***** Material shown

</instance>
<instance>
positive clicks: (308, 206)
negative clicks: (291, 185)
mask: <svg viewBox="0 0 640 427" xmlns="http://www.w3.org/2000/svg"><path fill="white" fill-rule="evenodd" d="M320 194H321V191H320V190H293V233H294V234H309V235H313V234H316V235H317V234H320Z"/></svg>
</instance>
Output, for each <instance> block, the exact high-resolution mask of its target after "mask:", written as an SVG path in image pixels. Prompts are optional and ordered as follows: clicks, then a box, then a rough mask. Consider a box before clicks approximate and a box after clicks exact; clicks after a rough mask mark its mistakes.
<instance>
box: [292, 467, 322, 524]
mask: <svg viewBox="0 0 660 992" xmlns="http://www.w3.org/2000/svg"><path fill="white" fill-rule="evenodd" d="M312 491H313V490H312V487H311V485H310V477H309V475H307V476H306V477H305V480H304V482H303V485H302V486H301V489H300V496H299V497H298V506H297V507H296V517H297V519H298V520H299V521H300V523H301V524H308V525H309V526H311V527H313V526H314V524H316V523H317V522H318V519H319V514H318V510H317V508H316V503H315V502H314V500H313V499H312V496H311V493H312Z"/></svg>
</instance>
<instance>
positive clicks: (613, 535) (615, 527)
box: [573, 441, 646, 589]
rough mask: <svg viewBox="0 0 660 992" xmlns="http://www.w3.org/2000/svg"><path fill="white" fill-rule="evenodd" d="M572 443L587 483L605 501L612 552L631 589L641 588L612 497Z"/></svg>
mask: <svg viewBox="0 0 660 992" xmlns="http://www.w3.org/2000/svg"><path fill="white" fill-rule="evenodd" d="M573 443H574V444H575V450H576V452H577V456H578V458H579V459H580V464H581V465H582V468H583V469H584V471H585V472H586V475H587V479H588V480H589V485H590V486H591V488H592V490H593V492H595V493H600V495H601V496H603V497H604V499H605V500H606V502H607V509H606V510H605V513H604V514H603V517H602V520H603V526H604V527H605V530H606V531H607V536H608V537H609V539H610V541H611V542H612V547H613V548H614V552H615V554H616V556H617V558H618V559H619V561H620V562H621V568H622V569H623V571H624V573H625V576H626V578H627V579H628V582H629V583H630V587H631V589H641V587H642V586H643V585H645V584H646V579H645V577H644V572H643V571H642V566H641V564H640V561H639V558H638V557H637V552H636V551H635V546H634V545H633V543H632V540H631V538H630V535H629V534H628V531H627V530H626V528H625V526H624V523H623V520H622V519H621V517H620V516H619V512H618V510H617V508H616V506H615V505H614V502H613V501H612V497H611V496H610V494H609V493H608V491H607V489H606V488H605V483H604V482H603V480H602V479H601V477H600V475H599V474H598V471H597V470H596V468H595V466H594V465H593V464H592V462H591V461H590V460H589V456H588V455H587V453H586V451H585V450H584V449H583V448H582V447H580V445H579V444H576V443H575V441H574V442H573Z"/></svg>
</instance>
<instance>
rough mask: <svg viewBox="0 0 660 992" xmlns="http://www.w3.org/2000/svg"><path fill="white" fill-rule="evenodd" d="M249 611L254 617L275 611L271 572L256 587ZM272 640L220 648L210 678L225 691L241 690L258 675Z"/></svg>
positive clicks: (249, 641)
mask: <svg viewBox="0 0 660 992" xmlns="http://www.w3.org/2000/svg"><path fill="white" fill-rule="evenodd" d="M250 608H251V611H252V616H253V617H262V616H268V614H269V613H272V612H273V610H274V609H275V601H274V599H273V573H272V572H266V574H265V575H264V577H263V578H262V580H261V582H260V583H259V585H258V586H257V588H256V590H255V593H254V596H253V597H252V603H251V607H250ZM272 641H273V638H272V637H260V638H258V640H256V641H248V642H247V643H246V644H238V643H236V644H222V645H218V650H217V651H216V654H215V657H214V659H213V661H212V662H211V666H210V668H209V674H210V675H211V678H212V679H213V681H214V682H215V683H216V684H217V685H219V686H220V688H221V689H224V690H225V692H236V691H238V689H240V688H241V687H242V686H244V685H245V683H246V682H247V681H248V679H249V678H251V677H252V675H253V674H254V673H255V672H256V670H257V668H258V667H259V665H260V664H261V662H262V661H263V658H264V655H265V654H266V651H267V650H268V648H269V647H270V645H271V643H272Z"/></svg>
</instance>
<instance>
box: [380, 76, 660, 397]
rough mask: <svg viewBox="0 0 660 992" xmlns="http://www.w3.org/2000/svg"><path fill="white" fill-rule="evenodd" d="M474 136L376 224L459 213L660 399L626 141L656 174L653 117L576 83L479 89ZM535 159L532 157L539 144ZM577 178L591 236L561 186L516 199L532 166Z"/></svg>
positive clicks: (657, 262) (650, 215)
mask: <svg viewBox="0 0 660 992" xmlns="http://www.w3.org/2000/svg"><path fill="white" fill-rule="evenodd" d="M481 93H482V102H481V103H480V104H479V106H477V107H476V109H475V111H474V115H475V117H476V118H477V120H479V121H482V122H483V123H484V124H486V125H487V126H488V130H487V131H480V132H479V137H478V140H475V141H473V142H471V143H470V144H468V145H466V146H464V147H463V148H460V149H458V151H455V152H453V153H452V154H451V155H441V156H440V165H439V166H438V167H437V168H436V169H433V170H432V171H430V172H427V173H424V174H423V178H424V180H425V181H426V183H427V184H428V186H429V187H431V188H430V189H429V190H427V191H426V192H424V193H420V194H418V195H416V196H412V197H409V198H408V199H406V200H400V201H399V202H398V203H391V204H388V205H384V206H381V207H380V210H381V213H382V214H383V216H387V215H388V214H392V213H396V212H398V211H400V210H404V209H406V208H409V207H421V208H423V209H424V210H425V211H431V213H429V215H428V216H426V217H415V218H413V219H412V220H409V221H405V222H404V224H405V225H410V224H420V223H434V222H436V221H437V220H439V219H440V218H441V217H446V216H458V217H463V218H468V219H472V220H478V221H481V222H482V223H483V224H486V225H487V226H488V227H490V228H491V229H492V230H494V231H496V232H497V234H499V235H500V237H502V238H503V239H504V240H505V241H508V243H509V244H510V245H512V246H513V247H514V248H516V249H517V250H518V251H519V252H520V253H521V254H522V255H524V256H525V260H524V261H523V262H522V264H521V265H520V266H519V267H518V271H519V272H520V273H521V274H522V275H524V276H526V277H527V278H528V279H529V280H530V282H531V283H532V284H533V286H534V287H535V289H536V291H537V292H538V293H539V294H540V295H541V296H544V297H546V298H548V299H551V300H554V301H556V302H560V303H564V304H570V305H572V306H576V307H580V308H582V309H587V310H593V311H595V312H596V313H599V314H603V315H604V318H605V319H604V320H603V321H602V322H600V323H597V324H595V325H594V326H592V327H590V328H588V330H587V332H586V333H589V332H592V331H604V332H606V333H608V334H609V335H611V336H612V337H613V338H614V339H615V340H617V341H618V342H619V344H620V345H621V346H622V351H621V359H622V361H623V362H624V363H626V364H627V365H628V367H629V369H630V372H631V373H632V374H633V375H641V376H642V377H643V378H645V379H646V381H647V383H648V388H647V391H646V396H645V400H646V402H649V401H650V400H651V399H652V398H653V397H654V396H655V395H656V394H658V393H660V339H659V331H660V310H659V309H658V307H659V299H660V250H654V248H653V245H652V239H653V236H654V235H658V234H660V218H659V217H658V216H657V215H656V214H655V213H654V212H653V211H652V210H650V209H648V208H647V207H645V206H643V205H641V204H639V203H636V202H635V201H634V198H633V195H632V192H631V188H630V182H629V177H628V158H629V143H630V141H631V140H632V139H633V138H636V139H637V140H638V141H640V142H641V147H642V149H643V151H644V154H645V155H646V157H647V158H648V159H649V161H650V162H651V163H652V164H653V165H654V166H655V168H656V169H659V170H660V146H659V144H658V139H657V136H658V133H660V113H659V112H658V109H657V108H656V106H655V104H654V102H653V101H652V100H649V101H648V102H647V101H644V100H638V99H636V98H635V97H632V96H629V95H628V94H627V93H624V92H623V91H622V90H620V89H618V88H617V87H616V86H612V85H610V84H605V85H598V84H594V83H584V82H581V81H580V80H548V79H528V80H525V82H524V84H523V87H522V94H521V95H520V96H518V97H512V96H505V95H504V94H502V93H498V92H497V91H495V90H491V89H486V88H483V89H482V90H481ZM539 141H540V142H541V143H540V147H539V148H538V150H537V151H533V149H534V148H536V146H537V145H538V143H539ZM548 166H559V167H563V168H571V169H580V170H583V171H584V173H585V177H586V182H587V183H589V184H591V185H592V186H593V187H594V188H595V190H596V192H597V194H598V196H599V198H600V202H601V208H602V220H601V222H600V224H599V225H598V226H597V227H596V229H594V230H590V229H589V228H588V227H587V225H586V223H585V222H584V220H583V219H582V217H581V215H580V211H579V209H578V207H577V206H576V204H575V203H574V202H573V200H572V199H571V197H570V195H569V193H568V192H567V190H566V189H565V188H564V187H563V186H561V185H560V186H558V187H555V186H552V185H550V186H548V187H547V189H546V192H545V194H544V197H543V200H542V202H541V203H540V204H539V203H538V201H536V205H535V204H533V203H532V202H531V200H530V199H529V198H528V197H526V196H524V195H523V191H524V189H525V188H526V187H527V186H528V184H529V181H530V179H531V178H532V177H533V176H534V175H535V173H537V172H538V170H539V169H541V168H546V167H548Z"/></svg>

**********

## [What you need to do]
Print the lines above from the one with "positive clicks: (308, 206)" through the one with "box: [573, 441, 646, 589]", both included, exactly as written and nothing more.

## [Exercise response]
positive clicks: (308, 206)
negative clicks: (291, 185)
mask: <svg viewBox="0 0 640 427" xmlns="http://www.w3.org/2000/svg"><path fill="white" fill-rule="evenodd" d="M320 194H321V191H320V190H293V233H294V234H309V235H313V234H316V235H317V234H320Z"/></svg>
</instance>
Output, for each <instance> block, the exact high-resolution mask of its target after "mask:", written as an SVG path in image pixels. Prompts are optional and ordered as follows: clicks, then a box, then a rough mask. Consider a box before clicks approximate and a box after clicks exact; clicks after a rough mask mark its mistakes.
<instance>
box: [292, 467, 322, 524]
mask: <svg viewBox="0 0 660 992" xmlns="http://www.w3.org/2000/svg"><path fill="white" fill-rule="evenodd" d="M312 491H313V490H312V487H311V485H310V477H309V475H307V476H306V477H305V480H304V482H303V485H302V486H301V489H300V496H299V497H298V506H297V507H296V517H297V519H298V520H299V521H300V523H301V524H308V525H309V526H311V527H313V526H314V524H316V523H317V522H318V519H319V514H318V510H317V508H316V503H315V502H314V500H313V499H312V496H311V493H312Z"/></svg>
</instance>
<instance>
positive clicks: (613, 535) (615, 527)
box: [573, 441, 646, 589]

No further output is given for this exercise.